Data records.
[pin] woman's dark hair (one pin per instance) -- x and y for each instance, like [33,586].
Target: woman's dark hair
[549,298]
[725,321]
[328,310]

The request.
Arrange every line of the rows above as a JSON list of strings, one string per line, with blank lines left out.

The output.
[
  "[pin] woman's dark hair (one pin per instance) -- x and y for each instance, like [33,586].",
  "Target: woman's dark hair",
  "[549,298]",
  "[725,321]",
  "[328,310]"
]